SOURCE EXTRACT:
%%

Fetching millions of rows in Python w/ psycopg2
I ran into an issue with psycopg2
getting "stuck" on querying a large result set. cursor.execute("...")
would run fine and so would cursor.fetchone()
, but cursor.fetchmany(BATCH_SIZE)
with a moderate value of BATCH_SIZE=100
would get stuck _.
It seemed to take an awful lot of time to fetch just 100 rows of the result set. The query wasn't too complex so it should've executed fairly quickly. Looking at RDS logs, everything looked fine.
Turned out that psycopg2 fetches the entire result set to the client by default — unless you use a named cursor (server-side cursor). When you use a named cursor, the result set is maintained on the server-side allowing you to fetch rows as necessary. You can also control the no. of records fetched over the network in each go by setting the cursor.itersize
property to a reasonable value (default 2000).
#!/usr/bin/python
import psycopg2
def main():
conn_url = 'postgresql://{username}:{password}@{host}:{port}/{dbname}'.format(
username='',
password='',
host='',
port='',
dbname='')
conn = psycopg2.connect(conn_url)
cursor = conn.cursor(name='fetch_large_result')
cursor.execute('SELECT * FROM <large_table>')
while True:
# consume result over a series of iterations
# with each iteration fetching 2000 records
records = cursor.fetchmany(size=2000)
if not records:
break
for r in records:
# do something with record here
cursor.close() # don't forget to cleanup
conn.close()
if __name__ == "__main__":
main()

%%

DATASET EXCERPT:
%%

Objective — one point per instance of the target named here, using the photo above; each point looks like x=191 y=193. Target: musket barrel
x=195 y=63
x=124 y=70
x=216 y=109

%%

TASK REQUIREMENTS:
• 1. According to the psycopg2 post, what does psycopg2 do with a query's result set by default when no named cursor is used?
• 2. Retype, character for character, the part of the psycopg2 post that opens with the words containing "#!/usr/bin/python" and closes with "cursor.execute('SELECT * FROM <large_table>')".

TASK ANSWERS:
• 1. It fetches the entire result set to the client.

• 2.
#!/usr/bin/python
import psycopg2
def main():
conn_url = 'postgresql://{username}:{password}@{host}:{port}/{dbname}'.format(
username='',
password='',
host='',
port='',
dbname='')
conn = psycopg2.connect(conn_url)
cursor = conn.cursor(name='fetch_large_result')
cursor.execute('SELECT * FROM <large_table>')